- _Tâche donnée 1_:
Repérez, s'il vous plaît, chaque ligne des enregistrements qui contient le mot « piece » et recopiez-la.

- _Texte cité_:
" Il ne fait pas bon être communiste dans l’Italie de 1932. Entre
autres pour les Mancini, Orfeo (Jacques Gamblin) et Nella (Yaël
Abeccasis), qui, de la Toscane qu’ils n’ont jamais quittée, décident de
faire le grand voyage de New York, suivant ainsi beaucoup d’autres
(voir les films se déroulant à Manhattan dans Little Italy). Un
tragique hasard s’en mêle, comme dans un opéra et, quelques bourrades
de fascistes aidant, les voici sans le savoir embarqués dans le bateau
de Marseille. La Bonne Mère a bien une couronne comme la statue de la
Liberté, mais aussi un " bambino Jesu " dans les bras et non la torche
connue de tous. Le compte n’y est pas mais il faut faire avec. Petit à
petit, voilà les Mancini installés, modestement. C’est leur histoire
que raconte le film, sur fond de ville pauvre, généreuse, métissée,
vivante, un peu comme chez Guédiguian. Au fil des jours qui s’écoulent,
nous assistons à des moments de bonheur, d’engueulades, de déprime,
d’égarement. L’Histoire est là aussi, avec ses pages douces et celles
où tout s’emballe, la guerre, l’Occupation, la Libération. On naît, on
meurt, on vieillit, on se combat politiquement et physiquement,
parfois, pas toujours, jusqu’au meurtre.

- _Tâche donnée 2_:
D'après le texte cité, dans quelle ville le bateau emmène-t-il les Mancini au lieu de New York ?

- _Enregistrements fournis_:
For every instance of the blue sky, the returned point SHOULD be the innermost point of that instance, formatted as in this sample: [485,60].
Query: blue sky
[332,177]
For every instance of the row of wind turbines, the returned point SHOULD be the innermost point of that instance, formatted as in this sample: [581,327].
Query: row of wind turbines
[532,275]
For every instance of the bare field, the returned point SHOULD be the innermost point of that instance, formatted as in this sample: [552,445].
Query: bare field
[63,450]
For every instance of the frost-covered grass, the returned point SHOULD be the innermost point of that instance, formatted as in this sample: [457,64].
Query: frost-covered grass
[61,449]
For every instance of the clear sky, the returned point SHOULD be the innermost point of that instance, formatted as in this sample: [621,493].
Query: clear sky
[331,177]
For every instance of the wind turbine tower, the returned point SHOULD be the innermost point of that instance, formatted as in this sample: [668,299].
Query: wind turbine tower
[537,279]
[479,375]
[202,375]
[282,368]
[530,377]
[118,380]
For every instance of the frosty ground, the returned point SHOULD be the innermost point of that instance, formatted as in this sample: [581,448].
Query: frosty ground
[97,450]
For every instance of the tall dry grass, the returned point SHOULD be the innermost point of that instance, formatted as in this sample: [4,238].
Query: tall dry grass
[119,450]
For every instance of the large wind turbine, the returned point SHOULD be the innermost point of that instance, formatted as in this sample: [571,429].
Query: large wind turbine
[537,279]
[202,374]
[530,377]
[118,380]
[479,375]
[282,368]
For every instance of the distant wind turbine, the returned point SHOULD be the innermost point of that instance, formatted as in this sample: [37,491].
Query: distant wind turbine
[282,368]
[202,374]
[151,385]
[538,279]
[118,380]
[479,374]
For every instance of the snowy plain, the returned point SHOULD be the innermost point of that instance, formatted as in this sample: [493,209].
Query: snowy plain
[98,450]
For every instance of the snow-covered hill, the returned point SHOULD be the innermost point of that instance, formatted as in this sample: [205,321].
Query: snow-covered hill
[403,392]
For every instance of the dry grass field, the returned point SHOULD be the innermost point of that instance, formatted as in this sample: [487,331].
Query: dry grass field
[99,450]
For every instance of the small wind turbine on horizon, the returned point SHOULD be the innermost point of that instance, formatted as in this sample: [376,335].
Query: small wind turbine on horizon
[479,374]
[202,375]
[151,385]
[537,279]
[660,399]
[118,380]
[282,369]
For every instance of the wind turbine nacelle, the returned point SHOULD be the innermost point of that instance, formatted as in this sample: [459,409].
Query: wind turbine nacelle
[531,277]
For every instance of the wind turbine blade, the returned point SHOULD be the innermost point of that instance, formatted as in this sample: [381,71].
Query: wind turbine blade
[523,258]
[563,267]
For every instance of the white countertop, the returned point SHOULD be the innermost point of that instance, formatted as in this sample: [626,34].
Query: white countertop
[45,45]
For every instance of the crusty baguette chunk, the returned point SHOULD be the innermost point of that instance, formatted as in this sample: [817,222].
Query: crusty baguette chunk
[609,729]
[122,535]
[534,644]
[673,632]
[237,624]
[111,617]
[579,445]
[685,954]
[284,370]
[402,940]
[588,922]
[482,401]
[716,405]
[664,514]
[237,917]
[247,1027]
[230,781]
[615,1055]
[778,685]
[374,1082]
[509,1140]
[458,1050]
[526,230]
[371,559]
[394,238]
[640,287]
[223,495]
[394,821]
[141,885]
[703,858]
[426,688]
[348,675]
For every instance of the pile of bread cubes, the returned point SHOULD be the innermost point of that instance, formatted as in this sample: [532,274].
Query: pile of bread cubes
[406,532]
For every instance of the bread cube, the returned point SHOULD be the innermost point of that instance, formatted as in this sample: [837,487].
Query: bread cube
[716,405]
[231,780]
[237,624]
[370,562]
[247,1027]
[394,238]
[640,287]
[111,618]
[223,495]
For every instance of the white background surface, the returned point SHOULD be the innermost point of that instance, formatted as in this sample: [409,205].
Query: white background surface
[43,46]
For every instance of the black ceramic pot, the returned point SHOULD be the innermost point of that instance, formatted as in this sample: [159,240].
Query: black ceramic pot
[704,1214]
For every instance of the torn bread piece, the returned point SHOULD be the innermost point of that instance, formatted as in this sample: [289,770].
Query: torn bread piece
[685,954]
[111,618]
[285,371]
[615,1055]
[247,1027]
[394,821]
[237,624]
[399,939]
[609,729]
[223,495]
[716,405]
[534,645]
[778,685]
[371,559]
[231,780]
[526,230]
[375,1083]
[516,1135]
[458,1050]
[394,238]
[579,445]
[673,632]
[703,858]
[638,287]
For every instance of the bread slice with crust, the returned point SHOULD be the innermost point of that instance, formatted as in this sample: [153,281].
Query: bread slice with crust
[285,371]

- _Réponse complète 1_:
For every instance of the torn bread piece, the returned point SHOULD be the innermost point of that instance, formatted as in this sample: [289,770].
Query: torn bread piece

- _Réponse complète 2_:
À Marseille.